-- begin --

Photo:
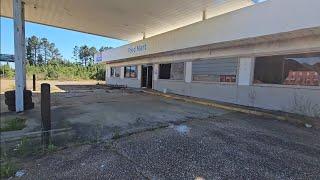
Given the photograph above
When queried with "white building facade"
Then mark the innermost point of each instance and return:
(265, 56)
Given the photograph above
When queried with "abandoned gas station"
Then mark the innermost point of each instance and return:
(265, 55)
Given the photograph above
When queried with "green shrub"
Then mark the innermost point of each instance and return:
(8, 169)
(13, 124)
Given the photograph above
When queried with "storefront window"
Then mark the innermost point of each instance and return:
(215, 70)
(112, 72)
(130, 71)
(174, 71)
(116, 71)
(300, 69)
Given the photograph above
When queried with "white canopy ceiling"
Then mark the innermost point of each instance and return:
(122, 19)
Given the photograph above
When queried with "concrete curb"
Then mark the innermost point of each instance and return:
(226, 107)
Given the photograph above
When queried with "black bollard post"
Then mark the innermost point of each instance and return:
(45, 114)
(34, 82)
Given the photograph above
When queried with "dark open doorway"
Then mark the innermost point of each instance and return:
(146, 76)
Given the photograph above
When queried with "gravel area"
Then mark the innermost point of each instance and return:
(230, 146)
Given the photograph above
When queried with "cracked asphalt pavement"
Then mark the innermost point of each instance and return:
(230, 146)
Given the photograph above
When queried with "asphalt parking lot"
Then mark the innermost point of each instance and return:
(232, 146)
(170, 139)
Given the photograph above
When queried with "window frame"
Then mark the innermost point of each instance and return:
(169, 79)
(130, 72)
(280, 85)
(216, 82)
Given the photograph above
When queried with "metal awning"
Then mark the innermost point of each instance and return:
(122, 19)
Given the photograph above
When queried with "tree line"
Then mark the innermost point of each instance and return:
(44, 59)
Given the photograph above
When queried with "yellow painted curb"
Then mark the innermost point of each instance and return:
(220, 106)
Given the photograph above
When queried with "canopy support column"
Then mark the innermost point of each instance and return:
(19, 52)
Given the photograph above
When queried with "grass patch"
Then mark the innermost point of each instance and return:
(8, 169)
(52, 148)
(13, 124)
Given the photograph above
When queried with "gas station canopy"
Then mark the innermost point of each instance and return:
(129, 20)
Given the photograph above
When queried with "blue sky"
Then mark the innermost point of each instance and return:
(65, 40)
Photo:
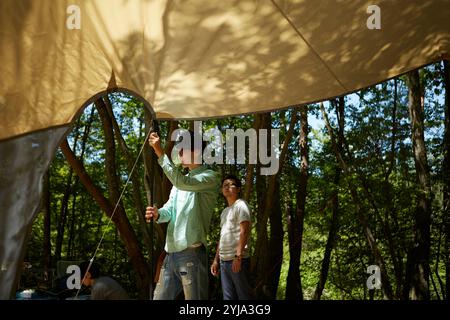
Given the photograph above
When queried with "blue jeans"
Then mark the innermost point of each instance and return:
(236, 285)
(186, 270)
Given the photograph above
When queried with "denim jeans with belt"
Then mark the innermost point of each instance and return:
(236, 285)
(186, 270)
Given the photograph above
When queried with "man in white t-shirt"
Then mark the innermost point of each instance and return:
(233, 247)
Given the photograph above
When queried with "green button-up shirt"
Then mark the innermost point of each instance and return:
(190, 205)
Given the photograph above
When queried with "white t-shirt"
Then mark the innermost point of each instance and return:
(230, 224)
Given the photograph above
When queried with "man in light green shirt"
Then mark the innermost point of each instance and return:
(188, 212)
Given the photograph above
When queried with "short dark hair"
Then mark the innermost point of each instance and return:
(234, 178)
(194, 136)
(94, 270)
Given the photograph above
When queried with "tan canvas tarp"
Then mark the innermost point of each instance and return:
(203, 58)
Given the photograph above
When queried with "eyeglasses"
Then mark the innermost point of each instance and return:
(229, 185)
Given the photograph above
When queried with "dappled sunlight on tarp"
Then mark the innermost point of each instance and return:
(24, 161)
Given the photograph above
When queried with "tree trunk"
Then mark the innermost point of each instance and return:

-- end --

**Direction**
Write out the entries above word for word. Do not include the pictures.

**Answer to the exercise**
Photo:
Given the photograph above
When queried with "white building facade"
Then mark the innermost point of each instance and return:
(265, 56)
Given the photograph above
When queried with "abandoned gas station"
Then mark the innermost point of each instance and return:
(265, 55)
Given the photograph above
When queried with "green shrub"
Then mark the innermost point of each instance and return:
(8, 169)
(13, 124)
Given the photograph above
When queried with "storefront window"
Then mark the innermost point of each instance and return:
(215, 70)
(112, 72)
(130, 71)
(174, 71)
(116, 71)
(300, 69)
Given the photograph above
When queried with "white canopy ceiling"
Then mark the innermost point of each instance and return:
(122, 19)
Given the photograph above
When queried with "concrete curb"
Then mark the innermost point of each instance and return:
(226, 107)
Given the photograph above
When queried with "black bollard post"
Then mark the innermost point of each instance and return:
(45, 114)
(34, 82)
Given the photograph above
When queried with "dark open doorway"
Then mark the innermost point of each instance and return:
(146, 76)
Given the photograph above
When queried with "gravel area"
Then mark the innermost point of each instance and return:
(230, 146)
Given the photograph above
When queried with "cracked asphalt pavement"
Then mark the innermost point of each instance and return:
(230, 146)
Given the photograph above
When queried with "asphalt parking lot"
Then mark the innermost point of each instance and return:
(232, 146)
(170, 139)
Given the photograph above
When queried with "window frame"
Then mark the innermost point of each instance and return:
(169, 79)
(130, 72)
(280, 85)
(216, 82)
Given the photograph above
When queried with "metal awning"
Then mark the innermost point of each instance and return:
(122, 19)
Given the photograph above
When queried with "tree line"
Then mark the innermost point of each instance and return:
(44, 59)
Given the photograph above
When queried with "yellow painted curb"
Then mark the innermost point of each instance and return:
(220, 106)
Given the photograph above
When queried with "canopy support column"
Then mark the innermost point of each instance and return:
(19, 52)
Given the photograph above
When queried with "grass patch"
Then mark the innermost point of each instance and return:
(8, 169)
(52, 148)
(13, 124)
Given the photograph above
When queried with "gas station canopy"
Then mark the innermost point of each instance and return:
(129, 20)
Given the photograph above
When queried with "blue sky"
Then mark the innermost point of each instance and return:
(65, 40)
Photo:
Given the photograph above
When queried with "blue jeans"
Then mark the innermost point of each instance and return:
(236, 285)
(186, 270)
Given the photograph above
When queried with "denim jeans with belt"
Then mark the innermost point of each instance and return:
(236, 285)
(186, 270)
Given the photograph above
When queried with "man in white t-shirt"
Then mark the innermost point of each instance and return:
(233, 247)
Given the photograph above
When queried with "green button-up shirt"
Then mark the innermost point of each instance and return:
(190, 205)
Given the photograph above
When queried with "white t-shirt"
Then mark the innermost point of each instance and return:
(230, 224)
Given the photograph above
When queried with "man in light green shirt"
Then mark the innermost point of each instance and return:
(188, 212)
Given the photograph above
When queried with "short dark hair"
Then mark the innermost point of each instance and return:
(234, 178)
(194, 136)
(94, 270)
Given the photograph above
When queried with "tan canvas tarp"
Then mark the innermost point of each instance and return:
(203, 58)
Given the photograph above
When queried with "eyeglasses"
Then mark the innermost point of each instance and return:
(229, 185)
Given the photograph above
When queried with "dappled sunlight on tarp"
Then mark the innermost point of each instance and return:
(24, 161)
Given the photograph above
When queried with "tree trunk"
Then mark the innermost point of each instance and return:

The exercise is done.